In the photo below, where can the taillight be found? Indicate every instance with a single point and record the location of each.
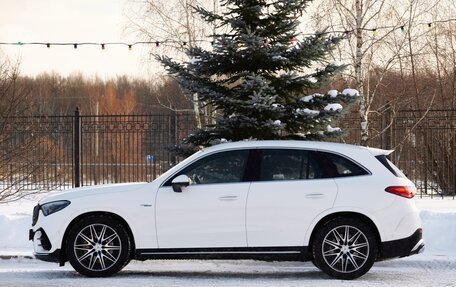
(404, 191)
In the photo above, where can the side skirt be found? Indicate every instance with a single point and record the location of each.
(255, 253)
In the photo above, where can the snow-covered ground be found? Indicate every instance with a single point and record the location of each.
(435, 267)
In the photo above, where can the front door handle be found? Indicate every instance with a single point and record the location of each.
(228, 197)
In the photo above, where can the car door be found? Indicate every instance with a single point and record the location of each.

=-=-=-=-=

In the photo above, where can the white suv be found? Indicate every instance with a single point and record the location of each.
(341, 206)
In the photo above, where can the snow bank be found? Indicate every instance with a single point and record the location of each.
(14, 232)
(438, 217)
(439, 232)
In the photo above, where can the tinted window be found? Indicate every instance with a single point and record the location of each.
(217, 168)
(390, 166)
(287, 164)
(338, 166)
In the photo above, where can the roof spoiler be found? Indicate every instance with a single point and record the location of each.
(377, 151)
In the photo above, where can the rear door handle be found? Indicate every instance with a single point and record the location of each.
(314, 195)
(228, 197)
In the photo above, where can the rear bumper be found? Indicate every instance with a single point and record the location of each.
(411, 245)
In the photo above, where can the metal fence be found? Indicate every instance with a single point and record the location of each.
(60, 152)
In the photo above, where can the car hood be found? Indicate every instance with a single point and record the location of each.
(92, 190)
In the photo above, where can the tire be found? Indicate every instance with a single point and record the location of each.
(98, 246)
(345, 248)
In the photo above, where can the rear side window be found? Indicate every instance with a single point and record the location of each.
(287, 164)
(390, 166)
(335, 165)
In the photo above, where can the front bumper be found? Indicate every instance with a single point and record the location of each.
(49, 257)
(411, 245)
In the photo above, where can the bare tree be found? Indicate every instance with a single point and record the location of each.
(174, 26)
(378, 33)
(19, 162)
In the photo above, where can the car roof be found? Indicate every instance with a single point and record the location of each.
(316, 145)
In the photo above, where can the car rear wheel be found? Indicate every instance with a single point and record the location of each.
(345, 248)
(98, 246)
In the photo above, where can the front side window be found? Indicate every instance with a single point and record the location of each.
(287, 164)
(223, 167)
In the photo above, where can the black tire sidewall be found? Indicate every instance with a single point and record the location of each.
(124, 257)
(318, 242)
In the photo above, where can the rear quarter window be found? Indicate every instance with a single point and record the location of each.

=-=-=-=-=

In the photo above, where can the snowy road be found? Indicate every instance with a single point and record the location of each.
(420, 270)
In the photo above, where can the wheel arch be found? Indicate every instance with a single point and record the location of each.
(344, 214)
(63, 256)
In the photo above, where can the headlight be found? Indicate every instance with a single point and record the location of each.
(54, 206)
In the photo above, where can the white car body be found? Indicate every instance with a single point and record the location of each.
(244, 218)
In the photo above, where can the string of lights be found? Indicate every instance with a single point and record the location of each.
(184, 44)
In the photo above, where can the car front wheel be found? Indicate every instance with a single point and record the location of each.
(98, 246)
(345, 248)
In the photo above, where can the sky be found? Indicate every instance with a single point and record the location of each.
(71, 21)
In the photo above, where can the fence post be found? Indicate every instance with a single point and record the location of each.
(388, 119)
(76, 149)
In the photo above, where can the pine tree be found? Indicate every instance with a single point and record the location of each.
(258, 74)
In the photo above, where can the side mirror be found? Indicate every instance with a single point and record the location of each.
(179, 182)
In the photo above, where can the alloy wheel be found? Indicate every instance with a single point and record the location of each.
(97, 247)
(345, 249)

=-=-=-=-=

### Task brief:
Which lines of the data above contain the string "tree", with case counting? Copy out each of those lines in full.

### Output below:
In the photo above, where can the bare tree be found? Indicate every instance with a single point and record the location of each.
In the photo above, where can the pine tree be found? Indicate every instance with a single point and record the location of each.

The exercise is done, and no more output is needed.